— Task description —
All of the lines below should be copied word for word.

▽

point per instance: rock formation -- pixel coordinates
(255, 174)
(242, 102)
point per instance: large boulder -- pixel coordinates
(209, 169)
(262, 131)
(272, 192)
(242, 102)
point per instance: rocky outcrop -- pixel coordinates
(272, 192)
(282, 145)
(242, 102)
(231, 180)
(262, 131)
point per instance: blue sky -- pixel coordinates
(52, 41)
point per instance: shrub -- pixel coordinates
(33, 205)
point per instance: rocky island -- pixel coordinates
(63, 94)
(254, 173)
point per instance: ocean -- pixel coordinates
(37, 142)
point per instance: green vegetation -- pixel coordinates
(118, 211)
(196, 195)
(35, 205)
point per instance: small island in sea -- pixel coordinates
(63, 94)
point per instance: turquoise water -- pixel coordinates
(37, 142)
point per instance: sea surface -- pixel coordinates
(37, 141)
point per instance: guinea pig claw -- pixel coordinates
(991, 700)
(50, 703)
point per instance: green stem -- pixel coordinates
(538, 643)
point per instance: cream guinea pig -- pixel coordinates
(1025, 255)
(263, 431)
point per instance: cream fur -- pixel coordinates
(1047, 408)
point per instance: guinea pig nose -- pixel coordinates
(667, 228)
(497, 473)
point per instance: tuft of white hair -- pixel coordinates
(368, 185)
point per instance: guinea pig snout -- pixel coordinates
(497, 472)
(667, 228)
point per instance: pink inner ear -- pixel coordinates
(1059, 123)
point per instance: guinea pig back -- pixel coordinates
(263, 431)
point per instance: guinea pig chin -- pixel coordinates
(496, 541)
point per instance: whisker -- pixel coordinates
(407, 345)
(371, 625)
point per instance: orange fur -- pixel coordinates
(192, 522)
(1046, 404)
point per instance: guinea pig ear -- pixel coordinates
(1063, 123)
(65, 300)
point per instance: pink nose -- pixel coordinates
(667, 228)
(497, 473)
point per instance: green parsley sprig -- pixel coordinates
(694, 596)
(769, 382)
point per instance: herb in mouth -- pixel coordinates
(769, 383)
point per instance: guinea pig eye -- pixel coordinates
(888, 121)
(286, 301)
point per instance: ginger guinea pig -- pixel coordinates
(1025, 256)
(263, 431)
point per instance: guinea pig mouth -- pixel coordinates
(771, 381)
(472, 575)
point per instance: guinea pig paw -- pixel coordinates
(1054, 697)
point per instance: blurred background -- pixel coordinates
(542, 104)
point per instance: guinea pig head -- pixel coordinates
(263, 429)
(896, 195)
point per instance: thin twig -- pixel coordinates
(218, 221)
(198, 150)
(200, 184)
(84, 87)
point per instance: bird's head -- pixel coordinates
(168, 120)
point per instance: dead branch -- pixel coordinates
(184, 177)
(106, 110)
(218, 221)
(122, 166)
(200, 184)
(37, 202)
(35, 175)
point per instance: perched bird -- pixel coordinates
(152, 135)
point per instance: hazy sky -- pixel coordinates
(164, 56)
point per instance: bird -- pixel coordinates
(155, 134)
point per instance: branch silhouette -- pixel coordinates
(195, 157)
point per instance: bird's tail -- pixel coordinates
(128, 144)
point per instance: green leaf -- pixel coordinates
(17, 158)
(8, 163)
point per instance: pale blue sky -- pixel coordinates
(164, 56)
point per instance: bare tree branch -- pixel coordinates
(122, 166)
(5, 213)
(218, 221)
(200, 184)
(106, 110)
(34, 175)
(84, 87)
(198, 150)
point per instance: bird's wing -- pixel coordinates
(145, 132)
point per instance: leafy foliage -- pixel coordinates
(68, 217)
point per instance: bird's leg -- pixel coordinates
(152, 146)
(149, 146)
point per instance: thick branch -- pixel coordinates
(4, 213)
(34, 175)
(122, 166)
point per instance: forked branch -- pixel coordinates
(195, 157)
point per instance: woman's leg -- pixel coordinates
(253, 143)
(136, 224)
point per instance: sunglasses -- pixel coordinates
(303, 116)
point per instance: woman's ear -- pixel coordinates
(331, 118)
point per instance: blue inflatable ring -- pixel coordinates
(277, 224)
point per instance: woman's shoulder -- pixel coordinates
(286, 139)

△

— Solution for this task —
point per instance: rock formation -- pixel coordinates
(255, 174)
(242, 102)
point per instance: large boulder -- pixel coordinates
(209, 169)
(262, 131)
(272, 192)
(242, 102)
point per instance: rocky outcrop -- pixel coordinates
(272, 192)
(282, 145)
(242, 102)
(231, 180)
(262, 131)
point per instance: blue sky -- pixel coordinates
(52, 41)
point per instance: shrub -- pixel coordinates
(33, 205)
point per instance: rocky island -- pixel coordinates
(63, 94)
(254, 173)
point per instance: ocean -- pixel coordinates
(37, 142)
point per instance: green vegetation -- pixel coordinates
(118, 211)
(196, 195)
(35, 205)
point per instance: small island in sea -- pixel coordinates
(63, 94)
point per instance: turquoise water -- pixel coordinates
(37, 142)
point per instance: sea surface -- pixel coordinates
(37, 141)
point per instance: guinea pig claw -- pixel coordinates
(991, 700)
(50, 703)
point per instance: green stem -- pixel coordinates
(538, 643)
point per instance: cream guinea pig -- pixel coordinates
(1025, 255)
(263, 431)
point per instance: cream fur -- pixel coordinates
(1047, 408)
point per instance: guinea pig nose -- pixel coordinates
(667, 228)
(497, 473)
point per instance: tuft of white hair -- pixel coordinates
(368, 185)
point per instance: guinea pig snout -- pixel coordinates
(497, 472)
(667, 228)
point per instance: pink inner ear -- pixel coordinates
(1059, 123)
point per instance: guinea pig back -- pixel coordinates
(263, 431)
point per instance: guinea pig chin -- pixel coordinates
(496, 541)
point per instance: whisker -- pixel coordinates
(407, 345)
(371, 625)
point per instance: orange fur -- pixel coordinates
(192, 522)
(1046, 404)
point per instance: guinea pig ear -- pixel coordinates
(1063, 123)
(65, 300)
point per instance: pink nose -- pixel coordinates
(667, 228)
(497, 473)
point per instance: green parsley sprig -- pixel coordinates
(694, 596)
(769, 382)
point per instance: herb in mouth -- pixel coordinates
(769, 383)
point per instance: guinea pig eye -- pixel coordinates
(888, 121)
(286, 301)
point per instance: ginger guinea pig -- pixel coordinates
(1025, 256)
(263, 431)
point per instance: guinea pig mouth -- pixel coordinates
(771, 381)
(472, 575)
point per instance: guinea pig paw -- pixel coordinates
(1054, 697)
point per instance: blurred background -- pixel coordinates
(542, 104)
point per instance: guinea pig head -- pixel coordinates
(263, 429)
(896, 195)
point per instance: thin twig -- pixel coordinates
(218, 221)
(198, 150)
(200, 184)
(84, 87)
point per instance: bird's head -- pixel coordinates
(168, 120)
point per instance: dead branch -- pixel coordinates
(184, 177)
(106, 110)
(218, 221)
(122, 166)
(200, 184)
(37, 202)
(35, 175)
point per instance: perched bird -- pixel coordinates
(152, 135)
point per instance: hazy sky -- pixel coordinates
(164, 56)
point per instance: bird -- pixel coordinates
(155, 134)
point per instance: branch silhouette -- pixel coordinates
(195, 157)
point per instance: bird's tail -- pixel coordinates
(128, 144)
point per instance: green leaf -- pixel coordinates
(17, 158)
(8, 163)
point per instance: pale blue sky -- pixel coordinates
(164, 56)
point per instance: bare tree branch -- pixel coordinates
(122, 166)
(5, 213)
(218, 221)
(200, 184)
(106, 110)
(34, 175)
(84, 87)
(198, 150)
point per instance: bird's wing -- pixel coordinates
(145, 132)
point per instance: leafy foliage -- pixel coordinates
(68, 217)
point per instance: bird's leg -- pixel coordinates
(152, 146)
(149, 146)
point per instance: thick branch -- pixel coordinates
(4, 213)
(34, 175)
(122, 166)
point per instance: forked branch -- pixel coordinates
(195, 157)
point per instance: woman's leg -- pixel coordinates
(253, 143)
(136, 224)
point per instance: sunglasses -- pixel coordinates
(303, 116)
point per instance: woman's ear -- pixel coordinates
(331, 118)
point per instance: blue inflatable ring -- pixel coordinates
(277, 224)
point per instance: woman's shoulder -- pixel coordinates
(286, 139)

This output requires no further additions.